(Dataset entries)
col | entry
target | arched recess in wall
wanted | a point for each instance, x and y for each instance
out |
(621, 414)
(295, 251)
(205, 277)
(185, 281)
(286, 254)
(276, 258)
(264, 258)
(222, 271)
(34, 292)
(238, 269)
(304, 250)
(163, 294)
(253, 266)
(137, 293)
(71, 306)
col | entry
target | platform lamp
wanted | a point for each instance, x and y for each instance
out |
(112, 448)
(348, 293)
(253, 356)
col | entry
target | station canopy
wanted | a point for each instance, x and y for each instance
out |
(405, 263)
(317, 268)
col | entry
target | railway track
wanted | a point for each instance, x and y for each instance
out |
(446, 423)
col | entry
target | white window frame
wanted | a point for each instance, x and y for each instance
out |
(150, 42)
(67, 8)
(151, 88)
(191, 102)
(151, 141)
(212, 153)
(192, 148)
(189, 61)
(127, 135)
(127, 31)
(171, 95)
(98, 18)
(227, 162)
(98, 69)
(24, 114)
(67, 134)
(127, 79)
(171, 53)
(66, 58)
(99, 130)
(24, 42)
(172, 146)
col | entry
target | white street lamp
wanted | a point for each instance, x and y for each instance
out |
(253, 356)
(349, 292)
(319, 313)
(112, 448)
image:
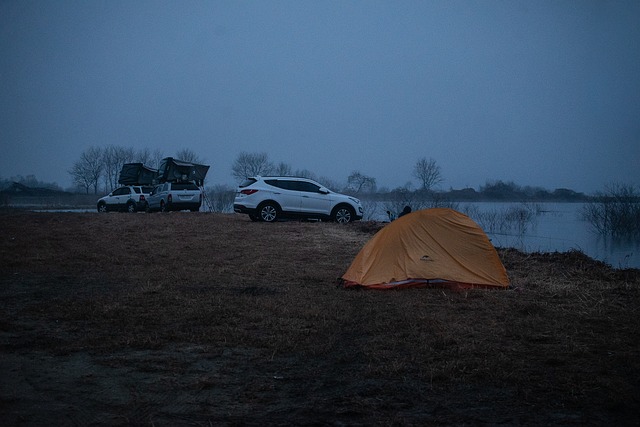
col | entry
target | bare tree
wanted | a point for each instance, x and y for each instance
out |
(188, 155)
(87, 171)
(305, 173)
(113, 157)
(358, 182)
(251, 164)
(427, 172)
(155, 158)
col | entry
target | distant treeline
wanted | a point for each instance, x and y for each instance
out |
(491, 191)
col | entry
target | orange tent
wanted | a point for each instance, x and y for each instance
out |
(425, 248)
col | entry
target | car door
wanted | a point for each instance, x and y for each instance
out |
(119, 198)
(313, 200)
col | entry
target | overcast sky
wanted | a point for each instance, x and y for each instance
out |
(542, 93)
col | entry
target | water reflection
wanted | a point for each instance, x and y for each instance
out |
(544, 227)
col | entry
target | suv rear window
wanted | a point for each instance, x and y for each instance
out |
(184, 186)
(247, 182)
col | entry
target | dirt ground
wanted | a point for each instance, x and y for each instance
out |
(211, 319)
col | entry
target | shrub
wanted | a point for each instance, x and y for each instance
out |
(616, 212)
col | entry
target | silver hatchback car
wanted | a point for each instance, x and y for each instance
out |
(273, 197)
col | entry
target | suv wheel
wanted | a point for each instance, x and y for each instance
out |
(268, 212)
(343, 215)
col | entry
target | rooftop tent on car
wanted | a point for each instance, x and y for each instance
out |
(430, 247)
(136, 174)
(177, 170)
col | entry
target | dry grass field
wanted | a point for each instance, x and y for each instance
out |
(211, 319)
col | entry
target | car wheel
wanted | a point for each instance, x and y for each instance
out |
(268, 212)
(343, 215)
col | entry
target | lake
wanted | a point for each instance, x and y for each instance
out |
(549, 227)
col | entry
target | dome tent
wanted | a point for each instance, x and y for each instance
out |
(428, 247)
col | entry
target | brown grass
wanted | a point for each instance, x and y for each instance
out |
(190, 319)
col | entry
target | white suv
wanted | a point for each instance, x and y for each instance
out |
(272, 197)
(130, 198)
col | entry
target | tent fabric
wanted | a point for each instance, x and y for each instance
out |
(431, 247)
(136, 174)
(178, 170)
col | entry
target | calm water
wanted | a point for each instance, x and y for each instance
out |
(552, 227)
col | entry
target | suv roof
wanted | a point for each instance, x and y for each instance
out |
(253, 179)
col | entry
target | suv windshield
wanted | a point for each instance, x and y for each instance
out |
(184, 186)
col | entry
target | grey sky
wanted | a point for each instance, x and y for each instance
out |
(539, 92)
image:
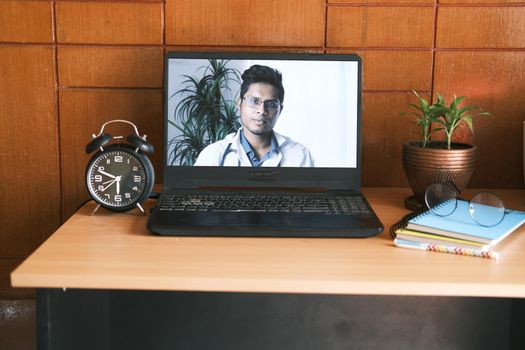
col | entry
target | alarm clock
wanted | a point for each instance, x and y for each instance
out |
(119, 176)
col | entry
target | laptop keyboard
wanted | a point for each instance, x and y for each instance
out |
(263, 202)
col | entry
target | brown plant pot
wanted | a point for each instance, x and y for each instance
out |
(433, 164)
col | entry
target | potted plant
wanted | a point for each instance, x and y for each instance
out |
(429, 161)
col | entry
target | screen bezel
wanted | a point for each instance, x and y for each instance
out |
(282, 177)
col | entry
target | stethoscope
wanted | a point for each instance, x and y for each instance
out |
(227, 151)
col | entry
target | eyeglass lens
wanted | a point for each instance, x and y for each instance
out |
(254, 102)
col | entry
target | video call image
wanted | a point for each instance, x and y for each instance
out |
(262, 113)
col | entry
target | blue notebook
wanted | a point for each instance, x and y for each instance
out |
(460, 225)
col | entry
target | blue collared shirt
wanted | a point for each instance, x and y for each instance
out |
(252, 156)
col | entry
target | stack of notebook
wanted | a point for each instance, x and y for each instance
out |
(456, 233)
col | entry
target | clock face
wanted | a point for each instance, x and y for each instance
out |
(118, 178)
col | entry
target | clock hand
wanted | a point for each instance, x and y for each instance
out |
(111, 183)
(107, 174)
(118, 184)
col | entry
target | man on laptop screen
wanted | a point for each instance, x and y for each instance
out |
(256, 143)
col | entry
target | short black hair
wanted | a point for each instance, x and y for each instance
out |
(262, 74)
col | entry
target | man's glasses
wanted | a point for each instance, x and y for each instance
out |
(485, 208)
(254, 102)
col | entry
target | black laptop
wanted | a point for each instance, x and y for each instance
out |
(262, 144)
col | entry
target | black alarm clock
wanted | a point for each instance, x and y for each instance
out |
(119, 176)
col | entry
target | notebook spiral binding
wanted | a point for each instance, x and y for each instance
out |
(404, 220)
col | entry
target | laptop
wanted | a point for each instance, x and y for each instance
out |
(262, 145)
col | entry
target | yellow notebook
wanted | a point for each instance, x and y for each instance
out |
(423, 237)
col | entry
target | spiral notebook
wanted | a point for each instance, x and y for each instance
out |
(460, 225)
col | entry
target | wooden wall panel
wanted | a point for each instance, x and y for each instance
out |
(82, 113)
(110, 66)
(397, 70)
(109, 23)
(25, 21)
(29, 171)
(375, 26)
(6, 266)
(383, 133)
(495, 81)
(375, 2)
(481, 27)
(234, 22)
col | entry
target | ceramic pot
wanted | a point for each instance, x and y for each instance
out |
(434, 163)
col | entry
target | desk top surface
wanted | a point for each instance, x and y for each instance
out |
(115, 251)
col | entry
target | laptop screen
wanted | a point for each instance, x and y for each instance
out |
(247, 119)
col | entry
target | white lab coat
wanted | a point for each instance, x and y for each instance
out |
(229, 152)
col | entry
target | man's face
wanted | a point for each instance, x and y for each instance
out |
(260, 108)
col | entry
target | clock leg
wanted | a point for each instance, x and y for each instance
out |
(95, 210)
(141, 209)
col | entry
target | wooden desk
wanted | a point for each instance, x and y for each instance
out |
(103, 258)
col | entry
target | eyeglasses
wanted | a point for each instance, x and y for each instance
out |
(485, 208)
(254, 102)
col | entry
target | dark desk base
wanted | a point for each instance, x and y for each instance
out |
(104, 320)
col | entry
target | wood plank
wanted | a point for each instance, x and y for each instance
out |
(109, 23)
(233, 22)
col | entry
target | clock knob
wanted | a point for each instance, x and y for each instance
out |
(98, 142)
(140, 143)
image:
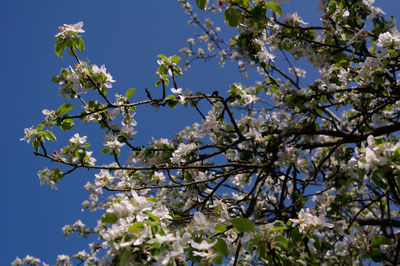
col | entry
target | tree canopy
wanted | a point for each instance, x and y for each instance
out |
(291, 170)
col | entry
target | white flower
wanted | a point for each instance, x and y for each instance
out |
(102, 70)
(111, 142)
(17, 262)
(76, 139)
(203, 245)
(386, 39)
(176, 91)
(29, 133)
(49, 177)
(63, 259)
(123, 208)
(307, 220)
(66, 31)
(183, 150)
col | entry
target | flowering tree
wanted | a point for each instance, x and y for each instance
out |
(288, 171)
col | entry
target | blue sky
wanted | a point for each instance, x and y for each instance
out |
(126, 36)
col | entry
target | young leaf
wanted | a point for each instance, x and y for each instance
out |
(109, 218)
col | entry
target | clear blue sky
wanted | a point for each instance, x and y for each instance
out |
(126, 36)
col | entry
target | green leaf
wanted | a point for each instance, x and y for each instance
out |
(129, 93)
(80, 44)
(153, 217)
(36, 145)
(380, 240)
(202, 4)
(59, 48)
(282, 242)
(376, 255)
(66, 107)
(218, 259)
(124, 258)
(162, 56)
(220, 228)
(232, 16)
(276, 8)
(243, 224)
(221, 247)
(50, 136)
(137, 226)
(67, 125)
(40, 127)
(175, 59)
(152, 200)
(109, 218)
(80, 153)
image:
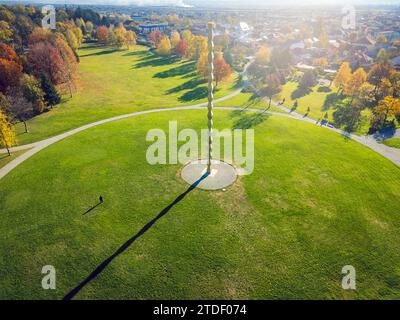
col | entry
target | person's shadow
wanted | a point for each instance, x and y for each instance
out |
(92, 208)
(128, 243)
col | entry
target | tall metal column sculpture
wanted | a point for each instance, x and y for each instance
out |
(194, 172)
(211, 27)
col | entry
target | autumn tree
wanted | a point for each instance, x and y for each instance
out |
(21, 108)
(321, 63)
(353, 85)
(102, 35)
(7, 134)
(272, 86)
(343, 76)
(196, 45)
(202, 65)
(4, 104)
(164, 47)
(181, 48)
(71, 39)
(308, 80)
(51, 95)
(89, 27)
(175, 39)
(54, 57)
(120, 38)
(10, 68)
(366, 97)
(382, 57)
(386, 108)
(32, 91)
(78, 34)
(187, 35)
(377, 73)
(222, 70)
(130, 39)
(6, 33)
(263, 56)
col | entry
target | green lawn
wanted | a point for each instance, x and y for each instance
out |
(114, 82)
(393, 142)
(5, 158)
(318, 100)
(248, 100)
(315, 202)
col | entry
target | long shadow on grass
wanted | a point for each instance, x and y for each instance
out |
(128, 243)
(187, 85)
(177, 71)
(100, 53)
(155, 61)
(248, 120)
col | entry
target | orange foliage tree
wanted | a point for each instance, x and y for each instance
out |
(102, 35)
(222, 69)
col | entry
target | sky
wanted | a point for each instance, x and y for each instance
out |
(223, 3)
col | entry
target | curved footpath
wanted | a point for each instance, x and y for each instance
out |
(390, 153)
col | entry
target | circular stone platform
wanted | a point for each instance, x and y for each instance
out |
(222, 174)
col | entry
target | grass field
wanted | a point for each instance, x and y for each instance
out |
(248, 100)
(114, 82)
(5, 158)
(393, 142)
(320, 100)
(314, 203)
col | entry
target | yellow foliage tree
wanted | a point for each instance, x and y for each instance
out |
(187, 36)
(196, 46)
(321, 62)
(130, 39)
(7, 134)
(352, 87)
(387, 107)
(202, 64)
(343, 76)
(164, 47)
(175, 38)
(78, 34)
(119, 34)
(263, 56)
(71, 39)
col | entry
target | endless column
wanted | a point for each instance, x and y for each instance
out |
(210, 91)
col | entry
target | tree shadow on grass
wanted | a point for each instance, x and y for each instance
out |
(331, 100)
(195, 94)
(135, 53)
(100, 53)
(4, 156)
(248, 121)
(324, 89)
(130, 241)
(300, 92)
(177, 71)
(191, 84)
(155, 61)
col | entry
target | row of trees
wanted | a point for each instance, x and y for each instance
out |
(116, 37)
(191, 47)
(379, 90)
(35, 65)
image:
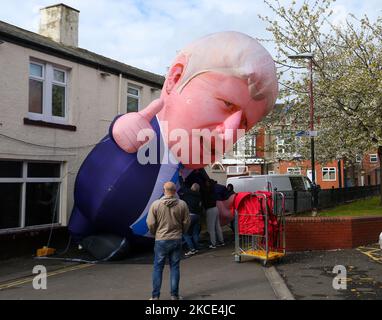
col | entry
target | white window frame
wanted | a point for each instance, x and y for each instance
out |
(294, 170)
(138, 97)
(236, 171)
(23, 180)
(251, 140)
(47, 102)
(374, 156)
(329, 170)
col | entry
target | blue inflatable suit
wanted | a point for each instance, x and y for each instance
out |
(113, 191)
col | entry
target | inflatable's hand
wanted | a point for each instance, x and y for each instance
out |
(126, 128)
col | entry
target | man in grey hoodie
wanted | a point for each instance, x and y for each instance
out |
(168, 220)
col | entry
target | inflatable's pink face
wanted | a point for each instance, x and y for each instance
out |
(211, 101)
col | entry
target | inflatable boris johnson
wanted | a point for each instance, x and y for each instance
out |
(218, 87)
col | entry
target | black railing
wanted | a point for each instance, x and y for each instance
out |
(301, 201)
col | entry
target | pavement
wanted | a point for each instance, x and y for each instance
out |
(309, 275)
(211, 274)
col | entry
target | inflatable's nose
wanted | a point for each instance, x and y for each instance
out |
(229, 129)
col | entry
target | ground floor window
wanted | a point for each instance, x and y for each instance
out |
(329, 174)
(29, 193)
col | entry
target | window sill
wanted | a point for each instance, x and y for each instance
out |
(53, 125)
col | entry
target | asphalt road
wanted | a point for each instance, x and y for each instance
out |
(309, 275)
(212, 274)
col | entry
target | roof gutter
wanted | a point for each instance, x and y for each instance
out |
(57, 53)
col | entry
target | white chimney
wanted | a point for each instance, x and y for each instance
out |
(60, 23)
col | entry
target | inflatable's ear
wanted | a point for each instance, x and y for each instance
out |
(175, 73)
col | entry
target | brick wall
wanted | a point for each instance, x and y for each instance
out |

TASK TO CARRY OUT: In the entries above, find each line that includes the string "grey" and copy it.

ANSWER AREA:
target | grey sky
target | man in grey hoodie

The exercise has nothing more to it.